- [Set task 1] In the rows below, can you change "Target" to "Object" and leave everything else as it is?

- [Text shown]
↓↓↓

Here, we developed a Cr3+ activated broadband NIR translucent ceramic to serve as an all‐inorganic converter for circumventing these problems. Traditional powder sintering for the densification of ceramics relies on high pressure and high vacuum techniques, which is expensive and also limited to the preparation of RGB ceramics for high‐power white light sources.[ 17 , 18 ] Instead, we adopted a much simpler and pressureless method, that is, full crystallization of amorphous materials (glasses) into crystalline ones (ceramics),[ 19 ] which has succeeded in developing transparent ceramics without cubic symmetry via introducing structural disorder[ 20 ] and efficient RGB multi‐phase translucent composites.[ 21 ] Considering the large flexibility of garnet crystals in composition,[ 22 ] we selected the well‐known Y3Al5O12 (YAG) garnet as the starting material. Then we designed a series of garnet solid solutions via dual‐function cation cosubstitution of Ca2+—Si4+ for Y3+—Al3+, by which narrowband far‐red emission of Cr3+ was largely regulated to broadband NIR one due to the weakened crystal field of the octahedrally coordinated Cr3+,[ 23 ] and more importantly, YAG:Cr3+ can be engineered into a glass‐forming material.[ 24 ] Benefitting from the single garnet phase with high‐quality crystallinity and the reduced light scattering within translucent ceramics,[ 17 , 18 ] we achieved a record external QE (EQE) of 59.5% accompanied by high IQE (90.1%) and excellent thermal stability, thus enabling a proof‐of‐concept demonstration of all‐inorganic pc‐LEDs with high‐power and high‐efficiency broadband NIR emission.

↑↑↑

- [Working data]
↓↓↓

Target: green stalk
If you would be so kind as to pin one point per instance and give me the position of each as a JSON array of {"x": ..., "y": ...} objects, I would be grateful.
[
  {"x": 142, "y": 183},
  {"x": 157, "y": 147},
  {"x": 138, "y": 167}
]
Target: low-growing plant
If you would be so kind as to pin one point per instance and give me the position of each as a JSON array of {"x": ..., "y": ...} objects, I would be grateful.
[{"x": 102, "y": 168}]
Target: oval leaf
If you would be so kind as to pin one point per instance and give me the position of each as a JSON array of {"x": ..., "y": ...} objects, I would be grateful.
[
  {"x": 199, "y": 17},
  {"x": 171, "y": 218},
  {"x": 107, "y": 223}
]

↑↑↑

- [Set task 2] Which ions, written with their charges, does the passage on the NIR ceramic above mention?

- [Reply 1]
Object: green stalk
If you would be so kind as to pin one point per instance and give me the position of each as a JSON array of {"x": ..., "y": ...} objects, I would be grateful.
[
  {"x": 142, "y": 183},
  {"x": 157, "y": 147},
  {"x": 138, "y": 167}
]
Object: low-growing plant
If you would be so kind as to pin one point per instance and give me the position of each as a JSON array of {"x": ..., "y": ...} objects, I would be grateful.
[{"x": 102, "y": 168}]
Object: oval leaf
If you would be so kind as to pin one point per instance and give me the position of each as a JSON array of {"x": ..., "y": ...} objects, I would be grateful.
[
  {"x": 199, "y": 17},
  {"x": 171, "y": 218},
  {"x": 107, "y": 223}
]

- [Reply 2] Cr3+, Ca2+, Si4+, Y3+, Al3+